Nos encantó, a pesar de haber sido masacrada por la crítica y por la taquilla, a su estreno por los Estados Unidos. Tampoco gustó en su pase por el Festival de Cannes, al ser considerada una cinta parcialmente fallida para su director, Terry Gilliam. Sin embargo, para nosotros, es la mejor película de la cartelera en la actualidad. A continuación explicaremos el por qué.
Primero, el film tiene el valor de erigirse en el testamento audiovisual de Heath Ledger, así como en el regreso de su director al territorio movedizo del lado oscuro de la razón, después de fracasar con su proyecto del Quijote y luego de desviarse de la senda de la complejidad de la mano de su simplona versión de «Los Hermanos Grimm»( la peor de su trayectoria reciente).
Con «El Imaginario», el realizador vuelve a dar en el clavo de la incorrección política, al ofrecer otro de sus famosos caballos de Troya, bajo la coartada de la explotación del star system, mientras aprovecha el trámite para deconstruirlo y sugerir no pocas ideas de interés durante el proceso.
Por supuesto, queda de parte del espectador avispado o no, descubrir la profundidad del subtexto y del guión, dentro de la aparente inanidad y superficialidad del conjunto. Pero no se preocupen, porque con un poco de esfuerzo intelectual, el mensaje secreto de la cinta puede descifrarse. Para ello, usted debe dejar sus prejuicios fuera de la sala y hacer un ejercicio de pequeña abstracción mental. Por tanto, la función no es recomendable para críticos express o espectadores impacientes, quienes abominen del hecho de pensar en la sala oscura.

----

#### [OBJETIVOS]
**A)** Edita el fragmento de la reseña que se abre con las palabras que contienen "Por supuesto, queda" y se cierra con "la sala oscura.", cambiando "cinta" por "película".
**B)** Según la reseña, ¿qué película de Terry Gilliam es la peor de su trayectoria reciente?
Trabaja únicamente con la reseña.

----

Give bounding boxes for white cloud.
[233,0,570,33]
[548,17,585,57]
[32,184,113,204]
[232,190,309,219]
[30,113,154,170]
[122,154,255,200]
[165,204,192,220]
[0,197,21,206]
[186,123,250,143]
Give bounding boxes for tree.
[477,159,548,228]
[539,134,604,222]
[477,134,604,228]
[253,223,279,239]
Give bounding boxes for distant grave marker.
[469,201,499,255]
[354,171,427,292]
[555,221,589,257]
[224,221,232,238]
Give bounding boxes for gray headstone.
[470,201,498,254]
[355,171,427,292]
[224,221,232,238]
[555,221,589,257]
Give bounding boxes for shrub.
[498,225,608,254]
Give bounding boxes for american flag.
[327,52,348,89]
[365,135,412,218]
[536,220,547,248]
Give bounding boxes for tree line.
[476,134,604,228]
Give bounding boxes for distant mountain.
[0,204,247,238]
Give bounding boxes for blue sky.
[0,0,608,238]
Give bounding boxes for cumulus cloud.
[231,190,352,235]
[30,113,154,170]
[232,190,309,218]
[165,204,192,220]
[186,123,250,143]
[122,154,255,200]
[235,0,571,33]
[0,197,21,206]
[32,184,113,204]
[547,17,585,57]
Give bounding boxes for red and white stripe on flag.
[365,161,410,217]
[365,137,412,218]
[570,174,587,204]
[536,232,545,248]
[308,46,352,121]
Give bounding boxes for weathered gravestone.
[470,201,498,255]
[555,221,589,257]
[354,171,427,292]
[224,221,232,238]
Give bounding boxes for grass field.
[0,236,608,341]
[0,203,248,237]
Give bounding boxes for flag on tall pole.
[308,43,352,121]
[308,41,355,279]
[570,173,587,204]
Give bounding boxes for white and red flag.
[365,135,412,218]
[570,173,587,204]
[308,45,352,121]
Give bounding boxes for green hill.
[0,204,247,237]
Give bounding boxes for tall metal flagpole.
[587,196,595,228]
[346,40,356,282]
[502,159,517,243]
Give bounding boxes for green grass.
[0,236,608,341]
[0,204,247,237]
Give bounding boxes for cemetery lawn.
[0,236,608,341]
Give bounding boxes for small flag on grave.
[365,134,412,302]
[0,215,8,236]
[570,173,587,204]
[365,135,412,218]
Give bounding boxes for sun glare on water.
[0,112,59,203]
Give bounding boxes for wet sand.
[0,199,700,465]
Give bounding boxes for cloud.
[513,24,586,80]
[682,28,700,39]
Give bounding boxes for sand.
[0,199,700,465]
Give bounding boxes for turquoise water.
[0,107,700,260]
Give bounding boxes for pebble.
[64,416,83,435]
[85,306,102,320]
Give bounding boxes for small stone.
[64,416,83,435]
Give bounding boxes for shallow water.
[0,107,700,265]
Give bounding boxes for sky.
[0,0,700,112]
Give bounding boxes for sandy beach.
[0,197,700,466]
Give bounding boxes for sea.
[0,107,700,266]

----

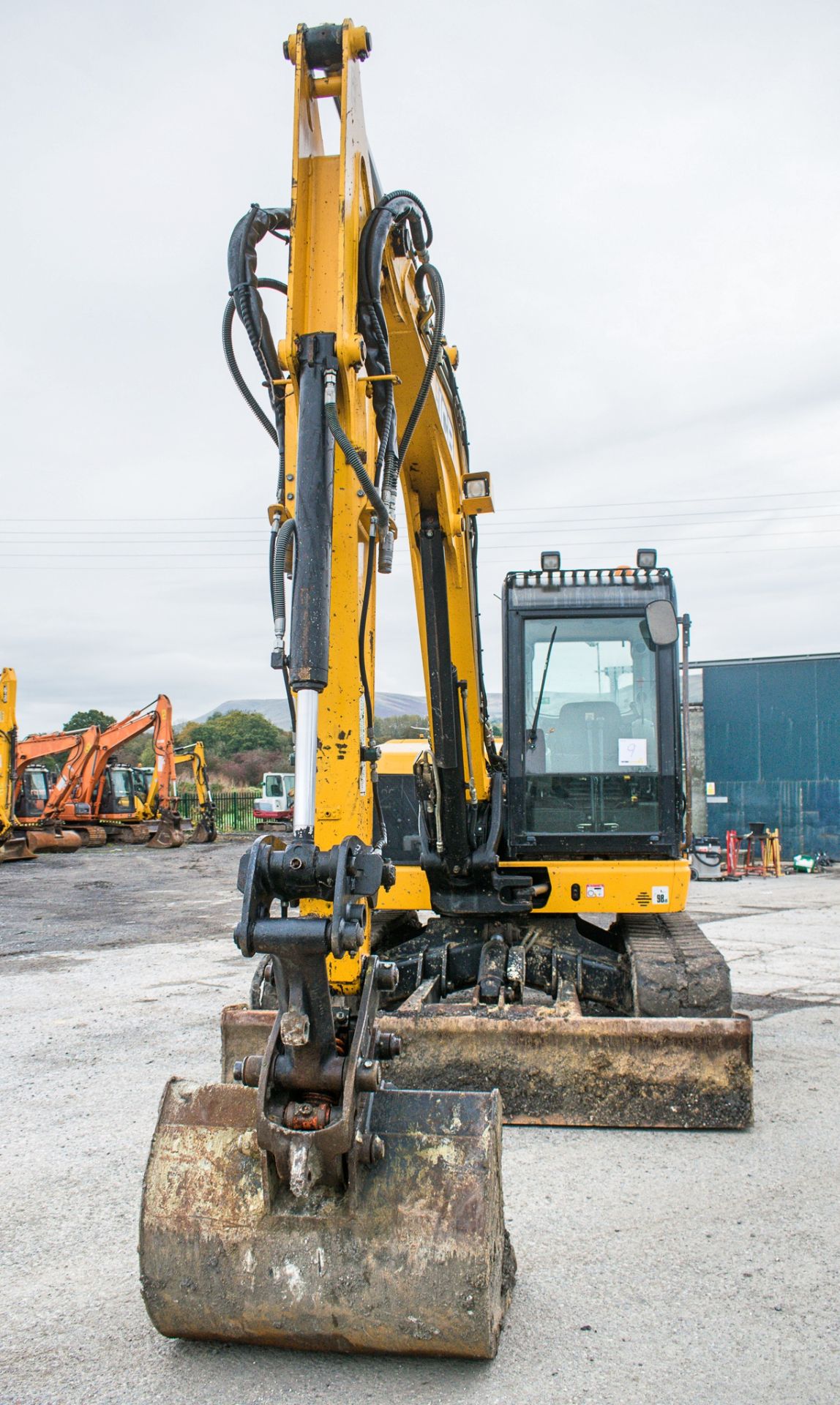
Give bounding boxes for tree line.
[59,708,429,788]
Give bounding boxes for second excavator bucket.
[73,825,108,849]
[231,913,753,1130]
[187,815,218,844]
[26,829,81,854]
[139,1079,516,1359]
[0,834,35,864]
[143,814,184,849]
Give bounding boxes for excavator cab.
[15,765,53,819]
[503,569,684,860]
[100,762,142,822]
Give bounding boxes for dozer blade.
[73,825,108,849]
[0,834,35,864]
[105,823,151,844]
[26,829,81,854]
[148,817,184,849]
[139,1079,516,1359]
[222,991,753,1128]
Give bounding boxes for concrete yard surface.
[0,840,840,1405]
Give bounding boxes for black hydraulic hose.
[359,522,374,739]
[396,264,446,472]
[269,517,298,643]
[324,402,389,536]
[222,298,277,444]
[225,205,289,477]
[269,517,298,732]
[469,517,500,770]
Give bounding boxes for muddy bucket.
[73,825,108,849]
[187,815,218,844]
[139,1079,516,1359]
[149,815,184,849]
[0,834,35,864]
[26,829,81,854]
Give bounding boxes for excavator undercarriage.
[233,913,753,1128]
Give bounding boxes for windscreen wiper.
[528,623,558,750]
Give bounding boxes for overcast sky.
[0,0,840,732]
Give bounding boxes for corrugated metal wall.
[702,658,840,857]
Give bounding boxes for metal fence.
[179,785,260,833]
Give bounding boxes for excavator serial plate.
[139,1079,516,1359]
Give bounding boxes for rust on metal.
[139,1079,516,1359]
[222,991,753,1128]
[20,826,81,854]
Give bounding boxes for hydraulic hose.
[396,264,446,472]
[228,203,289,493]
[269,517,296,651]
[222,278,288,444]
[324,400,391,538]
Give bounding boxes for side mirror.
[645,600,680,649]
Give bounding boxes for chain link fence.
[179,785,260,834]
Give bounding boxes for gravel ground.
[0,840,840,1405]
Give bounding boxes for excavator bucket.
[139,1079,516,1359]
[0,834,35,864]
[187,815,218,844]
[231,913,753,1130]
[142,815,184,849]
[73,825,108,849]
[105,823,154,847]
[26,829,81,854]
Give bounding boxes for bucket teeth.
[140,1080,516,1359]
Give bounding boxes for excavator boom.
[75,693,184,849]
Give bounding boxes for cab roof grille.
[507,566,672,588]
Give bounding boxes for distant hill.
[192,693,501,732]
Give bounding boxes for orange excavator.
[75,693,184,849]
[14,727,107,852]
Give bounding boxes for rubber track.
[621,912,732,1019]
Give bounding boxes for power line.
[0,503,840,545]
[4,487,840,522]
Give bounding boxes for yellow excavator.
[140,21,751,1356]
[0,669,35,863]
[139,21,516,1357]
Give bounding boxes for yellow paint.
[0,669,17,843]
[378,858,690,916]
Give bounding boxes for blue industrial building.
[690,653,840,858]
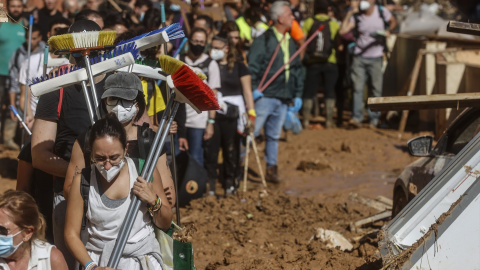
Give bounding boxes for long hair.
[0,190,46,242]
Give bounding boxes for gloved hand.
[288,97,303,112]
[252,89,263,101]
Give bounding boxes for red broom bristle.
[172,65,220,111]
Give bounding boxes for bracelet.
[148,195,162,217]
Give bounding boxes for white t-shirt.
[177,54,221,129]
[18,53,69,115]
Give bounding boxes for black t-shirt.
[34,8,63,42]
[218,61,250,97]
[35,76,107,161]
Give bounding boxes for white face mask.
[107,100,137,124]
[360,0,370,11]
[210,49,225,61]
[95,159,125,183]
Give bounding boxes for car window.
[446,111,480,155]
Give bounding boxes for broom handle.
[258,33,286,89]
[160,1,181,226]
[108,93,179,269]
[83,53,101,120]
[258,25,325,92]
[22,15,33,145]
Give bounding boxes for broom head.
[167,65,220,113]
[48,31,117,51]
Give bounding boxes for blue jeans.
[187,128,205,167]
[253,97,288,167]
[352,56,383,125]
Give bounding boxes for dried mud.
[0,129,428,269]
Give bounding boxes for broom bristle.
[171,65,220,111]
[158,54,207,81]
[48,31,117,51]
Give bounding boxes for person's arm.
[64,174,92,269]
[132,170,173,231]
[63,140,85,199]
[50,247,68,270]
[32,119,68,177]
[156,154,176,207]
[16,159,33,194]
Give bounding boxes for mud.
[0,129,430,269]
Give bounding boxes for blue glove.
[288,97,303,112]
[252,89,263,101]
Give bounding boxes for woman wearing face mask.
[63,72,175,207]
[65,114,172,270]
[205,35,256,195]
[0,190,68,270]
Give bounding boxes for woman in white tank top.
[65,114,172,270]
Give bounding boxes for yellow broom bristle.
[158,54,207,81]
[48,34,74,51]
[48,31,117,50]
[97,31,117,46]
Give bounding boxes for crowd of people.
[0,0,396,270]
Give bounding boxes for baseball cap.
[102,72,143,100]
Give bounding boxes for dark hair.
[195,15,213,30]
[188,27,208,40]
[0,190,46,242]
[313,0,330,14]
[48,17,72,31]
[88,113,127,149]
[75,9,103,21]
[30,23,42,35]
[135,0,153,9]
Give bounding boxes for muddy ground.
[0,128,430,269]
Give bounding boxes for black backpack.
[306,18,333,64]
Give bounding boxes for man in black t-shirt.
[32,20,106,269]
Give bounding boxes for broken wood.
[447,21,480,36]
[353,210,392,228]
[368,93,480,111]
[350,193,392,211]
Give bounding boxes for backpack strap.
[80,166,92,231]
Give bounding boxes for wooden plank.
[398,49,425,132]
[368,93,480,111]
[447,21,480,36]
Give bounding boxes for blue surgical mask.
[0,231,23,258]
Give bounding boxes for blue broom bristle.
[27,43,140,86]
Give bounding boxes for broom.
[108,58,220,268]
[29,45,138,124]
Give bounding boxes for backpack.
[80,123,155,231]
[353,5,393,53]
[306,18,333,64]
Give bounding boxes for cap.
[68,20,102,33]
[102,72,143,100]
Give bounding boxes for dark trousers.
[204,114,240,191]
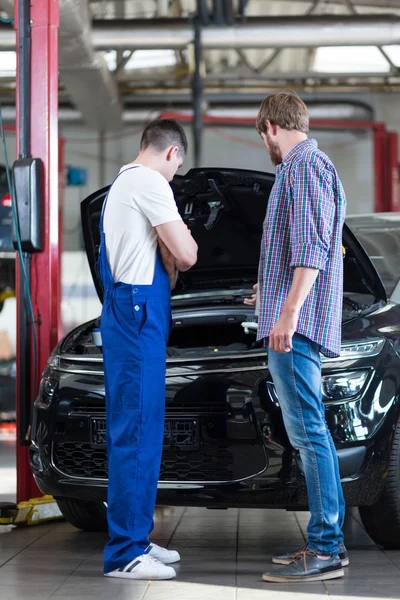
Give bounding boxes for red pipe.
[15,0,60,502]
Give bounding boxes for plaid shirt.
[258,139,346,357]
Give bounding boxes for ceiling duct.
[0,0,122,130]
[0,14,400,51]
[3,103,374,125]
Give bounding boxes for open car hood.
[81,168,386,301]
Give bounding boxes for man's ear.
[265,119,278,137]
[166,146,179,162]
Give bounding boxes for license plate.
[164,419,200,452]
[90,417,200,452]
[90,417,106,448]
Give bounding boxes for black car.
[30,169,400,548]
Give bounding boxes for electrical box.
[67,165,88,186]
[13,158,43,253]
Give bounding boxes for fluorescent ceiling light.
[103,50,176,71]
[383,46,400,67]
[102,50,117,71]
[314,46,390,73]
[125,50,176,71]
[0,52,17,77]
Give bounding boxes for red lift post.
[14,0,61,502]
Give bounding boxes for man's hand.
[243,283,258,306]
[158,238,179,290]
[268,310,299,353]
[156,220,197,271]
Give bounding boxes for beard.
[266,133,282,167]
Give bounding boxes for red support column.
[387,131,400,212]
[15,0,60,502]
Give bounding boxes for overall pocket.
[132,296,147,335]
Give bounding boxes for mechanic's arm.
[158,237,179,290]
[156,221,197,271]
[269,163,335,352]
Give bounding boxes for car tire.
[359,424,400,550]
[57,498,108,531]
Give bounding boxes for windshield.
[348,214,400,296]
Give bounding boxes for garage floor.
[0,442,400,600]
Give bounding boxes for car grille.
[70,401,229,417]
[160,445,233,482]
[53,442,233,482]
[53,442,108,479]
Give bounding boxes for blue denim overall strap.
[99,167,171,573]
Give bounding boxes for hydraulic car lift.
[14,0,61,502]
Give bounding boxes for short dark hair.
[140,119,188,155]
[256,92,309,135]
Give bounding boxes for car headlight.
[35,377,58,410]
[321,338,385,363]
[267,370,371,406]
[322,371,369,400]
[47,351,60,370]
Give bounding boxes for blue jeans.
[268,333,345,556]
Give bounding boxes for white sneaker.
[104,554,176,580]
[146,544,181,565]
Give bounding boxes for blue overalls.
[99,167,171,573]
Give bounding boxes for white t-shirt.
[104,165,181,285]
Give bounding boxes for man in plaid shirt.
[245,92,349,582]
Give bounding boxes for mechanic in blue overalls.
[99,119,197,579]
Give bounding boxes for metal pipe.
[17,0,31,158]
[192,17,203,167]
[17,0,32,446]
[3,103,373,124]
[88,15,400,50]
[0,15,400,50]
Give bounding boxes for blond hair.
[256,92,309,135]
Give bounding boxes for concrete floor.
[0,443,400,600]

----

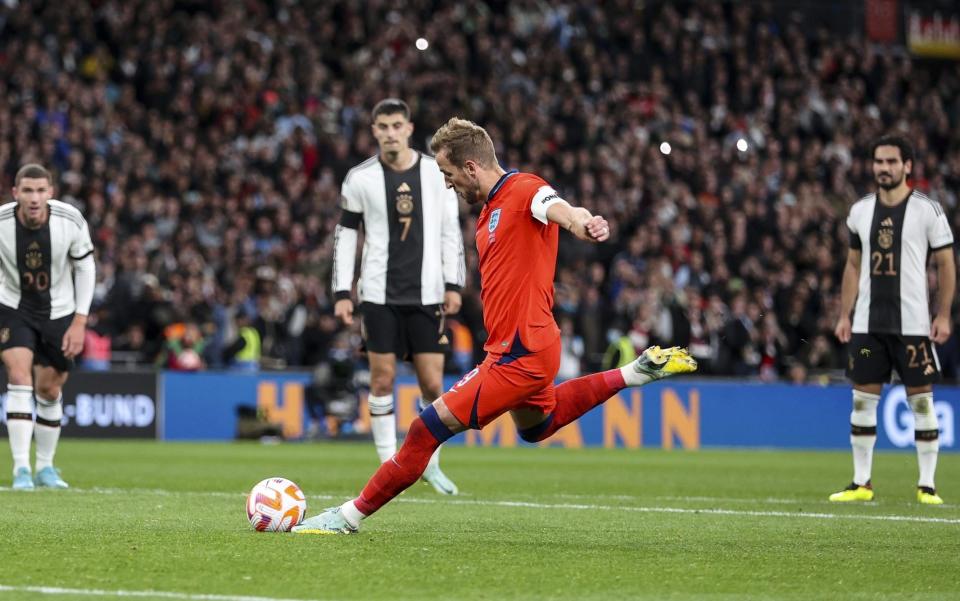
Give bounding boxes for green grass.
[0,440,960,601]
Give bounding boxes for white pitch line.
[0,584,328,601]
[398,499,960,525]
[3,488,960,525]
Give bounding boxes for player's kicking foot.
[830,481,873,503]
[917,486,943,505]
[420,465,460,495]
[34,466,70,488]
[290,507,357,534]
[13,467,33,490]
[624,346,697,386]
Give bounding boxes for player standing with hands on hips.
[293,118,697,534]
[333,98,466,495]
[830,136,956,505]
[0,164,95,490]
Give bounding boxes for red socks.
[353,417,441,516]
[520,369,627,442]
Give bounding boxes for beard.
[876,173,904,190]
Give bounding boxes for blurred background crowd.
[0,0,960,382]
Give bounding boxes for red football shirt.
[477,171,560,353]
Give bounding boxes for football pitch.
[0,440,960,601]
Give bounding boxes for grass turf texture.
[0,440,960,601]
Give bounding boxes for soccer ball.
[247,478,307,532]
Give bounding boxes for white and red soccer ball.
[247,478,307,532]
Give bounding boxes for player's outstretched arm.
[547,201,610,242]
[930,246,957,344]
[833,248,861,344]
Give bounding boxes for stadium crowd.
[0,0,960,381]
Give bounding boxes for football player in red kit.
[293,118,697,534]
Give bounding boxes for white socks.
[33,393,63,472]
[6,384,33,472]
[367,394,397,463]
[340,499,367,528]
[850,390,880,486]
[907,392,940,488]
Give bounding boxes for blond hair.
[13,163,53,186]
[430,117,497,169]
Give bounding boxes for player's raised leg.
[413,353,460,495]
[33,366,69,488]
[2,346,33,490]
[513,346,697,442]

----

#### [RESULTADOS]
**A)**
Por supuesto, queda de parte del espectador avispado o no, descubrir la profundidad del subtexto y del guión, dentro de la aparente inanidad y superficialidad del conjunto. Pero no se preocupen, porque con un poco de esfuerzo intelectual, el mensaje secreto de la película puede descifrarse. Para ello, usted debe dejar sus prejuicios fuera de la sala y hacer un ejercicio de pequeña abstracción mental. Por tanto, la función no es recomendable para críticos express o espectadores impacientes, quienes abominen del hecho de pensar en la sala oscura.

**B)** «Los Hermanos Grimm».